** start RECORDS FOR THIS EXERCISE **

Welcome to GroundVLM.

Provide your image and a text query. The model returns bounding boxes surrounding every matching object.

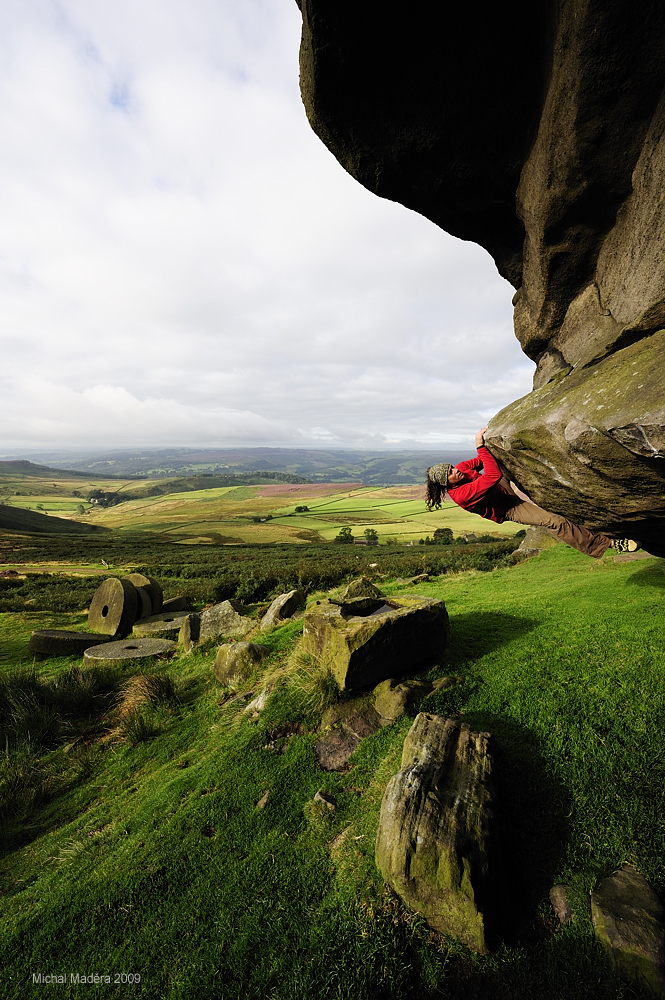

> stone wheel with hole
[88,576,138,635]
[125,573,164,615]
[28,628,111,656]
[134,584,152,622]
[83,636,178,667]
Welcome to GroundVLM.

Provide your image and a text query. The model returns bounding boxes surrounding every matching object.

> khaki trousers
[506,500,612,559]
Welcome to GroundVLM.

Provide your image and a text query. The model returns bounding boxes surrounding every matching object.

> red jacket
[448,446,520,524]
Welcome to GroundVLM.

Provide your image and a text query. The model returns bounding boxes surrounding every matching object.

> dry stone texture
[300,0,665,555]
[591,865,665,997]
[261,590,305,629]
[376,712,498,954]
[303,597,450,690]
[88,577,138,635]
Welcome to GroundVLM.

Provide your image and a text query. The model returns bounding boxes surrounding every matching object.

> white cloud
[0,0,533,450]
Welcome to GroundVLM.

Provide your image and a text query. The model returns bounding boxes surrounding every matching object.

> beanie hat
[427,462,452,491]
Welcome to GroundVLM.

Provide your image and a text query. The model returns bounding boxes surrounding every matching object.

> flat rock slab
[340,576,384,601]
[376,712,498,954]
[261,590,306,630]
[162,594,189,611]
[28,628,111,656]
[88,577,139,635]
[591,865,665,997]
[132,611,189,641]
[215,642,270,690]
[303,596,450,690]
[314,695,391,771]
[83,636,178,667]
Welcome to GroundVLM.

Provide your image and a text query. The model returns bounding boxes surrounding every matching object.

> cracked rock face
[301,0,665,555]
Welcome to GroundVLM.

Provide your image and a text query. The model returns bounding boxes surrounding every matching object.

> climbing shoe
[612,538,642,552]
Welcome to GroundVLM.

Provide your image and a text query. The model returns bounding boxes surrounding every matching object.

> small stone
[243,686,272,715]
[125,573,163,615]
[550,885,573,927]
[178,611,201,653]
[162,594,189,611]
[132,611,189,641]
[198,601,256,644]
[372,677,434,722]
[591,865,665,997]
[261,590,306,631]
[215,642,270,690]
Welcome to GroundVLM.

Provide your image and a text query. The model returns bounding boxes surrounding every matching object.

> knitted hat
[427,462,452,491]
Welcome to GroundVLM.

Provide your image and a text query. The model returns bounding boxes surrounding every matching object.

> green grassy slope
[0,504,106,535]
[0,546,665,1000]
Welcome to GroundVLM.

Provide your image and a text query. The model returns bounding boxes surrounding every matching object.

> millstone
[134,584,153,621]
[28,628,111,656]
[125,573,163,615]
[88,576,138,635]
[83,636,177,667]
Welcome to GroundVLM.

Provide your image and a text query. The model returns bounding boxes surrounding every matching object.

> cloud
[0,0,533,448]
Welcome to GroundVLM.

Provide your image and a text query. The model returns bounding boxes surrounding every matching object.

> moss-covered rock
[215,642,270,690]
[376,712,498,954]
[303,597,450,690]
[261,590,305,629]
[591,865,665,997]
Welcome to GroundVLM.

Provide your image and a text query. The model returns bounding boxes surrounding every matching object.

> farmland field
[0,468,519,545]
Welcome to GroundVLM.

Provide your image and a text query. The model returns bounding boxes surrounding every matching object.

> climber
[426,427,640,559]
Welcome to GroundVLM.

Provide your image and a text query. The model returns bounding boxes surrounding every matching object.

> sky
[0,0,533,457]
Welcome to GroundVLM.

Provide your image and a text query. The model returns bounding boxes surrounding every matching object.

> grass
[0,474,519,546]
[0,546,665,1000]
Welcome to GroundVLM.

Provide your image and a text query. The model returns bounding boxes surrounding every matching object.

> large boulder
[376,712,500,955]
[300,0,665,554]
[591,865,665,997]
[178,601,256,653]
[215,642,270,690]
[261,590,305,630]
[340,576,384,601]
[303,597,450,690]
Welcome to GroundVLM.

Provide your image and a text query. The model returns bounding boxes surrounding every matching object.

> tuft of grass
[117,673,179,719]
[289,653,340,715]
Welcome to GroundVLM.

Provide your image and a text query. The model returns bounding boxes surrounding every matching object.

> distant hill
[0,504,108,535]
[7,447,475,489]
[119,472,312,500]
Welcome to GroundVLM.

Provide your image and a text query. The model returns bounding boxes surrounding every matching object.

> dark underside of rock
[300,0,665,555]
[376,712,501,954]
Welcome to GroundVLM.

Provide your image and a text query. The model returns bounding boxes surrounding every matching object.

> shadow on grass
[626,559,665,590]
[446,611,541,665]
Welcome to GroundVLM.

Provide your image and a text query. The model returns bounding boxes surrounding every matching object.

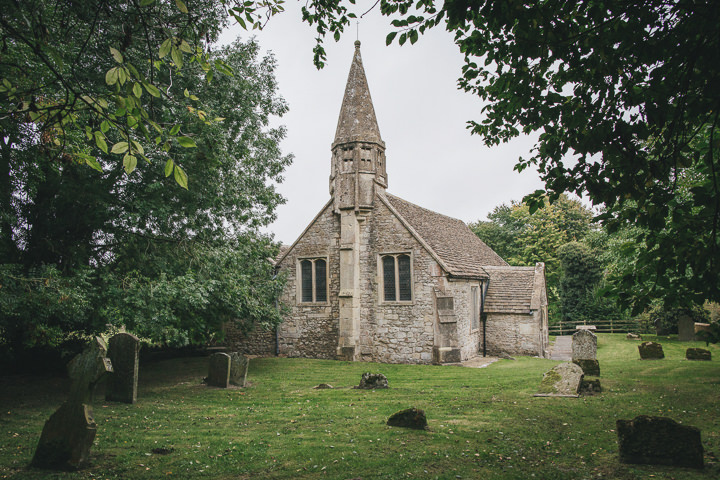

** end RECORDS FOR THIS EXERCISE **

PROBLEM:
Please give only the number of lines in the rows above that contain the string "rock".

ANSWER BELOW:
4